» **Dataset records**
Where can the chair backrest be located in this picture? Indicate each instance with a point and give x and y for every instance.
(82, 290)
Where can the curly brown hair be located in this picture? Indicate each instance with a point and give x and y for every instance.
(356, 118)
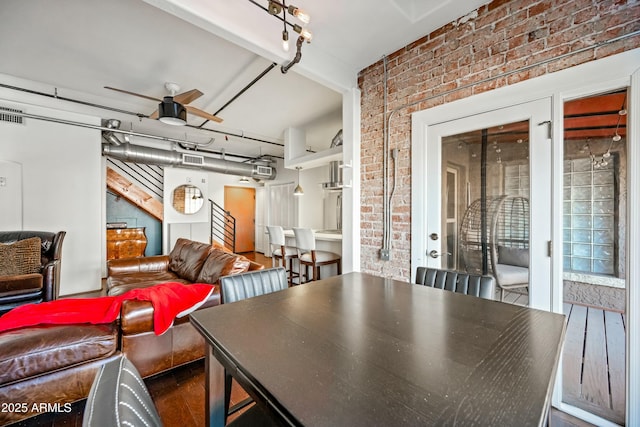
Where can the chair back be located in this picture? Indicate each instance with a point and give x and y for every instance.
(119, 397)
(456, 281)
(276, 236)
(305, 240)
(253, 283)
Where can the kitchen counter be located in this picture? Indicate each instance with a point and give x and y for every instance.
(325, 235)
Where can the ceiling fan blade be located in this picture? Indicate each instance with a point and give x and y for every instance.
(133, 93)
(203, 114)
(188, 97)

» **What the task asks**
Return verbatim the lines of the records, starting at the line that contains "Where can the kitchen" and ending at the final line of the records, with both ends included.

» **Solution**
Where can the kitchen counter be located in this picture? Indicate each instance with a point and give x and y for every instance.
(325, 235)
Where can the ceiling fan blade be located in this picture? Indicate each instance with a point and give x and y for every instance.
(133, 93)
(203, 114)
(188, 97)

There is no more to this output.